Task prompt: Reproduce the data below verbatim, starting at the line containing "box every rocky" and continuing through the end of the data.

—————

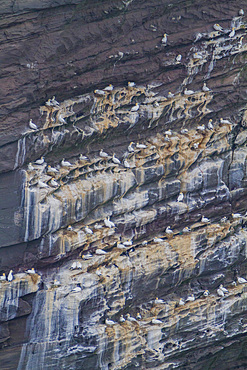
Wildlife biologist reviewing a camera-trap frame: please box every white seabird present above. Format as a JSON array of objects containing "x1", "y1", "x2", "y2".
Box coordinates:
[
  {"x1": 38, "y1": 180, "x2": 49, "y2": 189},
  {"x1": 229, "y1": 27, "x2": 235, "y2": 37},
  {"x1": 99, "y1": 149, "x2": 109, "y2": 158},
  {"x1": 202, "y1": 82, "x2": 210, "y2": 92},
  {"x1": 219, "y1": 284, "x2": 229, "y2": 293},
  {"x1": 61, "y1": 158, "x2": 73, "y2": 167},
  {"x1": 123, "y1": 159, "x2": 130, "y2": 168},
  {"x1": 103, "y1": 84, "x2": 114, "y2": 92},
  {"x1": 237, "y1": 277, "x2": 247, "y2": 284},
  {"x1": 27, "y1": 162, "x2": 34, "y2": 171},
  {"x1": 34, "y1": 157, "x2": 45, "y2": 165},
  {"x1": 184, "y1": 87, "x2": 195, "y2": 95},
  {"x1": 151, "y1": 319, "x2": 163, "y2": 325},
  {"x1": 208, "y1": 119, "x2": 214, "y2": 130},
  {"x1": 85, "y1": 226, "x2": 93, "y2": 235},
  {"x1": 71, "y1": 285, "x2": 82, "y2": 293},
  {"x1": 213, "y1": 23, "x2": 223, "y2": 32},
  {"x1": 126, "y1": 313, "x2": 137, "y2": 322},
  {"x1": 8, "y1": 270, "x2": 14, "y2": 282},
  {"x1": 104, "y1": 217, "x2": 115, "y2": 229},
  {"x1": 95, "y1": 249, "x2": 107, "y2": 256},
  {"x1": 0, "y1": 272, "x2": 6, "y2": 281},
  {"x1": 217, "y1": 288, "x2": 225, "y2": 297},
  {"x1": 94, "y1": 90, "x2": 105, "y2": 96},
  {"x1": 220, "y1": 118, "x2": 232, "y2": 125},
  {"x1": 136, "y1": 143, "x2": 147, "y2": 149},
  {"x1": 112, "y1": 153, "x2": 121, "y2": 164},
  {"x1": 186, "y1": 294, "x2": 195, "y2": 302},
  {"x1": 105, "y1": 319, "x2": 116, "y2": 326},
  {"x1": 128, "y1": 82, "x2": 136, "y2": 88},
  {"x1": 50, "y1": 178, "x2": 59, "y2": 188},
  {"x1": 167, "y1": 91, "x2": 174, "y2": 98},
  {"x1": 166, "y1": 226, "x2": 173, "y2": 235},
  {"x1": 161, "y1": 33, "x2": 167, "y2": 45},
  {"x1": 119, "y1": 315, "x2": 125, "y2": 323},
  {"x1": 178, "y1": 298, "x2": 185, "y2": 306},
  {"x1": 29, "y1": 119, "x2": 38, "y2": 130},
  {"x1": 201, "y1": 216, "x2": 210, "y2": 224},
  {"x1": 25, "y1": 267, "x2": 36, "y2": 275},
  {"x1": 131, "y1": 103, "x2": 140, "y2": 112},
  {"x1": 154, "y1": 297, "x2": 165, "y2": 304}
]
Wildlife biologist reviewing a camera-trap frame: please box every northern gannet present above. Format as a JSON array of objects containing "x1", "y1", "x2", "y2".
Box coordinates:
[
  {"x1": 104, "y1": 217, "x2": 115, "y2": 229},
  {"x1": 220, "y1": 118, "x2": 231, "y2": 125},
  {"x1": 131, "y1": 103, "x2": 140, "y2": 112},
  {"x1": 237, "y1": 277, "x2": 247, "y2": 284},
  {"x1": 219, "y1": 284, "x2": 229, "y2": 293},
  {"x1": 79, "y1": 154, "x2": 89, "y2": 161},
  {"x1": 50, "y1": 178, "x2": 59, "y2": 188},
  {"x1": 25, "y1": 267, "x2": 36, "y2": 275},
  {"x1": 112, "y1": 153, "x2": 121, "y2": 164},
  {"x1": 166, "y1": 226, "x2": 173, "y2": 235},
  {"x1": 202, "y1": 82, "x2": 210, "y2": 92},
  {"x1": 119, "y1": 315, "x2": 125, "y2": 323},
  {"x1": 128, "y1": 82, "x2": 136, "y2": 88},
  {"x1": 126, "y1": 313, "x2": 137, "y2": 322},
  {"x1": 0, "y1": 272, "x2": 6, "y2": 281},
  {"x1": 161, "y1": 33, "x2": 167, "y2": 45},
  {"x1": 71, "y1": 283, "x2": 82, "y2": 293},
  {"x1": 136, "y1": 143, "x2": 147, "y2": 149},
  {"x1": 229, "y1": 27, "x2": 235, "y2": 37},
  {"x1": 61, "y1": 158, "x2": 73, "y2": 167},
  {"x1": 186, "y1": 294, "x2": 195, "y2": 302},
  {"x1": 178, "y1": 298, "x2": 185, "y2": 306},
  {"x1": 217, "y1": 288, "x2": 225, "y2": 297},
  {"x1": 154, "y1": 297, "x2": 165, "y2": 304},
  {"x1": 51, "y1": 96, "x2": 59, "y2": 107},
  {"x1": 208, "y1": 119, "x2": 214, "y2": 130},
  {"x1": 153, "y1": 237, "x2": 164, "y2": 243},
  {"x1": 105, "y1": 319, "x2": 116, "y2": 326},
  {"x1": 103, "y1": 84, "x2": 114, "y2": 92},
  {"x1": 85, "y1": 226, "x2": 93, "y2": 235},
  {"x1": 46, "y1": 165, "x2": 59, "y2": 173},
  {"x1": 184, "y1": 87, "x2": 195, "y2": 95},
  {"x1": 151, "y1": 319, "x2": 163, "y2": 325},
  {"x1": 95, "y1": 249, "x2": 107, "y2": 256},
  {"x1": 128, "y1": 141, "x2": 135, "y2": 153},
  {"x1": 123, "y1": 159, "x2": 130, "y2": 168},
  {"x1": 27, "y1": 162, "x2": 34, "y2": 171},
  {"x1": 34, "y1": 157, "x2": 45, "y2": 165},
  {"x1": 213, "y1": 23, "x2": 223, "y2": 32},
  {"x1": 38, "y1": 180, "x2": 49, "y2": 189},
  {"x1": 201, "y1": 216, "x2": 210, "y2": 224},
  {"x1": 8, "y1": 270, "x2": 14, "y2": 281},
  {"x1": 29, "y1": 119, "x2": 38, "y2": 130},
  {"x1": 94, "y1": 90, "x2": 105, "y2": 96},
  {"x1": 99, "y1": 149, "x2": 109, "y2": 158}
]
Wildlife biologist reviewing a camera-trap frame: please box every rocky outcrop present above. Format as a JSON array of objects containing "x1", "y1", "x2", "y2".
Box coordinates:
[{"x1": 0, "y1": 0, "x2": 247, "y2": 370}]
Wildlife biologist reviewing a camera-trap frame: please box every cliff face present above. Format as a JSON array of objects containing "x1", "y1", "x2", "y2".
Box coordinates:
[{"x1": 0, "y1": 0, "x2": 247, "y2": 370}]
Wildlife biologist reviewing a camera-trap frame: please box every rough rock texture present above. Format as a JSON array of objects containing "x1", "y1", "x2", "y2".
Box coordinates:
[{"x1": 0, "y1": 0, "x2": 247, "y2": 370}]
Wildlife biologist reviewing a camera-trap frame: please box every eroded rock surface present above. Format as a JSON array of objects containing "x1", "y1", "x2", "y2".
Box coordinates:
[{"x1": 0, "y1": 0, "x2": 247, "y2": 370}]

—————

Answer in full:
Wildlife biologist reviewing a camera-trap frame: please box every rocky outcrop present above. Format as a JSON array of objects containing "x1", "y1", "x2", "y2".
Box coordinates:
[{"x1": 0, "y1": 0, "x2": 247, "y2": 370}]
Wildlife biologist reviewing a camera-trap frame: please box every cliff face present above. Format as a JSON array of objects containing "x1", "y1", "x2", "y2".
Box coordinates:
[{"x1": 0, "y1": 0, "x2": 247, "y2": 370}]
Wildlife biologist reviewing a camera-trap frame: please box every rough rock texture present above. Format as a JSON array of objects containing "x1", "y1", "x2", "y2".
Box coordinates:
[{"x1": 0, "y1": 0, "x2": 247, "y2": 370}]
Wildlife biologist reviewing a camera-trap frame: please box every eroded rock surface present above. Format as a JSON array of objects containing "x1", "y1", "x2", "y2".
Box coordinates:
[{"x1": 0, "y1": 0, "x2": 247, "y2": 370}]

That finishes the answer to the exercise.